• _WORK ORDER_:
From the line with "As a warehouse robot's perception module, locate grass" to the last line of the data below, repeat every line exactly and add nothing.

Images for object localization
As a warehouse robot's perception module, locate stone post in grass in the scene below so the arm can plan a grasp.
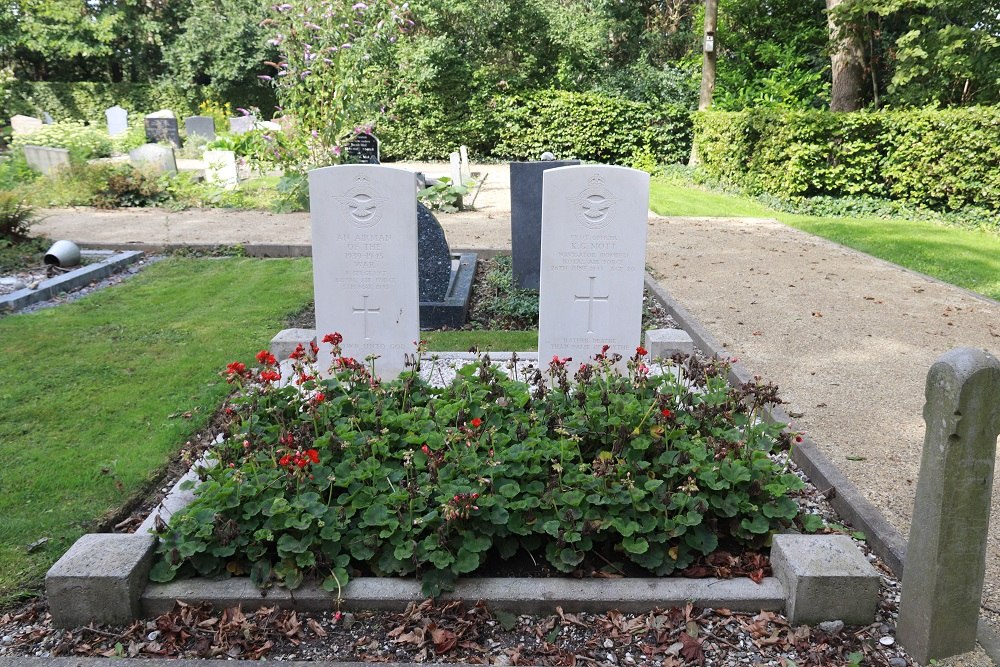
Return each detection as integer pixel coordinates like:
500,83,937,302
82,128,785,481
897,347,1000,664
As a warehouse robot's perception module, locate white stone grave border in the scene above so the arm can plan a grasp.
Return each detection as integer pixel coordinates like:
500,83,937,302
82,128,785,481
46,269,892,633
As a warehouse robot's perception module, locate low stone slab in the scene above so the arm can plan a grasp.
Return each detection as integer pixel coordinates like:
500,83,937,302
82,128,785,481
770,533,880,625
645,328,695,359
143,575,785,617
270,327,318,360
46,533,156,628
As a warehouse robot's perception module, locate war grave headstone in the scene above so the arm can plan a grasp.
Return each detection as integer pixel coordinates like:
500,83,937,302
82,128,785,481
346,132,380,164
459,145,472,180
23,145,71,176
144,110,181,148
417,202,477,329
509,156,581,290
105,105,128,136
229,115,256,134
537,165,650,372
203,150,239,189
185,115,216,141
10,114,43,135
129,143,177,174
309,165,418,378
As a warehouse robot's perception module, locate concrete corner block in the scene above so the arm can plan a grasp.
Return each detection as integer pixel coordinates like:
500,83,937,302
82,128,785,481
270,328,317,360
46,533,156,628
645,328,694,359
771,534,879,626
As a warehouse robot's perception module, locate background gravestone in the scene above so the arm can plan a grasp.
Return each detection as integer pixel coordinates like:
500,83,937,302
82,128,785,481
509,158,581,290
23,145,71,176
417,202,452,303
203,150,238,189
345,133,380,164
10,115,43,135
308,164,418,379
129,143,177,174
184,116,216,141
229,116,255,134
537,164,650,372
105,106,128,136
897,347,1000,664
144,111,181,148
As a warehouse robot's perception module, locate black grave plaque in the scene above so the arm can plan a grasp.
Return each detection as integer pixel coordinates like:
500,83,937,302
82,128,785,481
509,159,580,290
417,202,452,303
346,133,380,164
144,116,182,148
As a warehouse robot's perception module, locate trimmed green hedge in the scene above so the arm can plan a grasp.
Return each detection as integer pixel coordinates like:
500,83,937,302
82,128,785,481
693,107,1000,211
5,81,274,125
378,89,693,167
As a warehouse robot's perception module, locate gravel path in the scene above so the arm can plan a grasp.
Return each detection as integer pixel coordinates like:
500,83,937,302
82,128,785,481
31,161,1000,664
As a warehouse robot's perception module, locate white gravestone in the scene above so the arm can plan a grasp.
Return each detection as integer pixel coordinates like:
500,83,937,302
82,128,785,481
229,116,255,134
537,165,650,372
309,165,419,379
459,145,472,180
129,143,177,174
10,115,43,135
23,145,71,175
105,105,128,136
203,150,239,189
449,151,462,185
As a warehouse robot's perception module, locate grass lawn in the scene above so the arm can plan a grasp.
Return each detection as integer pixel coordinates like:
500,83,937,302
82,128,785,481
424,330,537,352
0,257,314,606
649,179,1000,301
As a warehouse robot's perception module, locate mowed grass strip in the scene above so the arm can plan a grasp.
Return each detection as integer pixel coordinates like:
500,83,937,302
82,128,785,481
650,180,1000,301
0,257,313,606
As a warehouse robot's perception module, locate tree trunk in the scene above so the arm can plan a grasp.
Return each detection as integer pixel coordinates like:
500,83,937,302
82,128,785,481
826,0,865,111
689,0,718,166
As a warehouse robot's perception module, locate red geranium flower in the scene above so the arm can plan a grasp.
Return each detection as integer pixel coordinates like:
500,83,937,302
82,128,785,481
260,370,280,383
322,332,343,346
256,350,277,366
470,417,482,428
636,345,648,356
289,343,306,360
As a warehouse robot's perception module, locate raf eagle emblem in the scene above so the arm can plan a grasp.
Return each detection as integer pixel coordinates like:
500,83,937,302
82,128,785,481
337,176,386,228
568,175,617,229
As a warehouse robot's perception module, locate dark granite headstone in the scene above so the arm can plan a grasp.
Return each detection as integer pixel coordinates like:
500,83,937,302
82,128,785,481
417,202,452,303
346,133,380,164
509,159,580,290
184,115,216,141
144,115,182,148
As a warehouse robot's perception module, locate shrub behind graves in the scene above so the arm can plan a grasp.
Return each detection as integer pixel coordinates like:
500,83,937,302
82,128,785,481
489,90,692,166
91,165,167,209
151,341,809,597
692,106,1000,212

• _WRITTEN SOLUTION_:
As a warehouse robot's perception module, locate grass lawn in the scene above so the arm can plan a grasp.
Return each detection as integer pixel coordinates like:
500,83,937,302
82,128,785,481
424,330,537,352
0,257,314,606
649,179,1000,301
As a warehouse robot's perception module, locate mowed grass strip in the scene above so the arm can plan a grasp.
Return each detection as integer pixel coordinates like:
500,83,937,302
82,128,785,481
650,180,1000,301
0,257,313,606
As a warehouse robot's perception module, locate tree trunk in the scene above so the arm can plan a grasp.
Return each detection as integer pixel coordinates like:
500,83,937,302
82,128,785,481
826,0,865,111
689,0,718,166
As a warehouse robot's perception module, locate red geranium flower in the scene above so the arm can plan a grasp.
Return each detection as integer pixel coordinates like:
500,83,937,302
82,128,785,481
260,370,280,383
322,332,343,346
256,350,277,366
470,417,482,428
636,345,648,356
289,343,306,360
As a warehouse robot's perception module, locate raf eagle emblem in the scene above so the arm can plan a grasp.
Return each detection as integer pixel coordinates like:
500,83,937,302
82,128,785,481
337,176,386,228
568,175,617,229
As a warehouse robot's perception module, locate dark granite headstone in the scene above so the arm can plan a grasp.
Return each detection as integer pixel coordinates like:
500,83,937,302
82,128,785,481
417,202,452,303
346,133,380,164
509,159,580,290
184,115,216,141
144,115,182,148
As a warehouse robot's perception module, locate shrub behind graves in the scene above so the arm can plan a grasp.
Return each detection as integer pixel coordinates like:
500,83,937,302
82,128,785,481
489,90,692,166
91,165,167,209
151,341,809,597
692,106,1000,212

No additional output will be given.